* **Written exercise**
Write out the items below word for word, from the start of the items through the line containing "x=426 y=335", including both ends. Leave the pictures out.

-- START Input rows --

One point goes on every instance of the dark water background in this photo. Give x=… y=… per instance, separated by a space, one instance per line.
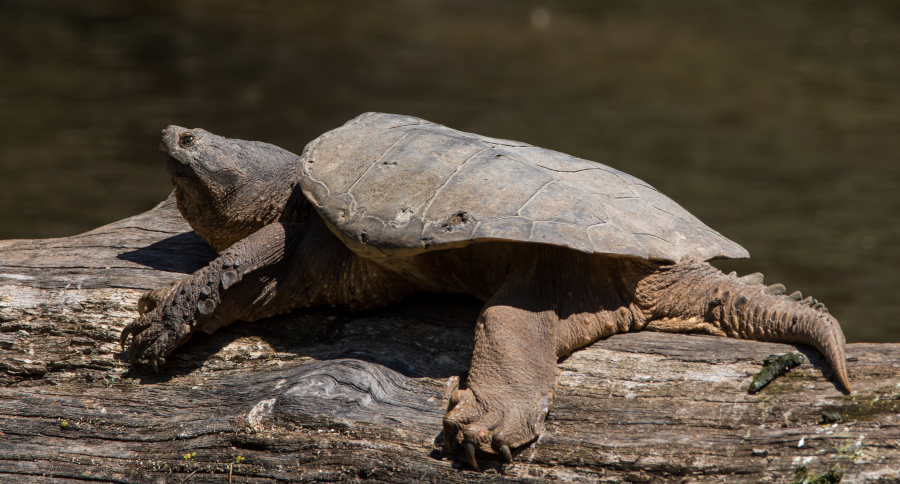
x=776 y=123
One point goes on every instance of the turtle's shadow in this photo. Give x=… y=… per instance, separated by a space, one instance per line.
x=184 y=253
x=426 y=335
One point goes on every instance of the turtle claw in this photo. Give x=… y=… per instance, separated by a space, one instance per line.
x=504 y=451
x=470 y=454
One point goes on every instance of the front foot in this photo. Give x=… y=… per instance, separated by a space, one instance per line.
x=492 y=422
x=165 y=323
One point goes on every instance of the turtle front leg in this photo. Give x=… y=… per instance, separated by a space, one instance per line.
x=245 y=282
x=510 y=385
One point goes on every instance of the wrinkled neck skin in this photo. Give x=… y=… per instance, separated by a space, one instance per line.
x=222 y=221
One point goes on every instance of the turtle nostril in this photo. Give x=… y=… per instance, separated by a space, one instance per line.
x=186 y=140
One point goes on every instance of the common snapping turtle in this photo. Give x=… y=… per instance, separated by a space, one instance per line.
x=563 y=251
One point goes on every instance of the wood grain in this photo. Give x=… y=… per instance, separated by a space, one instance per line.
x=328 y=395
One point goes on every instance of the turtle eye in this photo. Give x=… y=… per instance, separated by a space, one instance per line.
x=186 y=140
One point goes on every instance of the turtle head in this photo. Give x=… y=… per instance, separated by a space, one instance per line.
x=228 y=188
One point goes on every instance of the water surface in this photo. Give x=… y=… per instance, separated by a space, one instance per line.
x=775 y=123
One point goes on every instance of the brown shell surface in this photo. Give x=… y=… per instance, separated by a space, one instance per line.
x=402 y=186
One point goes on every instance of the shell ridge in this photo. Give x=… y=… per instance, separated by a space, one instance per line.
x=539 y=190
x=378 y=159
x=654 y=236
x=438 y=190
x=426 y=123
x=571 y=213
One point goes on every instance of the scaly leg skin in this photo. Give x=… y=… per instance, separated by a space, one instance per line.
x=246 y=276
x=693 y=296
x=510 y=382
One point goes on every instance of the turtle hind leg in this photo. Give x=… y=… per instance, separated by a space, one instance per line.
x=693 y=296
x=509 y=387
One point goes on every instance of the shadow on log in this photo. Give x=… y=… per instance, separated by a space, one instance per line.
x=333 y=396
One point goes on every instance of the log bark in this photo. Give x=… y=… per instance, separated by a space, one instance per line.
x=332 y=396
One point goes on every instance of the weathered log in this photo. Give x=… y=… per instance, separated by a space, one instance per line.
x=329 y=395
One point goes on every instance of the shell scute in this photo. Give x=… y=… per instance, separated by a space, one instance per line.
x=400 y=185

-- END Input rows --

* **Worked answer**
One point goes on every instance of the dark water background in this photo. Give x=… y=… per instance, separated by a space, one instance per line.
x=776 y=123
One point goes on every instance of the turtle's shadow in this photo. Give x=… y=… per instance, separated by a space, one instance per line.
x=184 y=253
x=426 y=335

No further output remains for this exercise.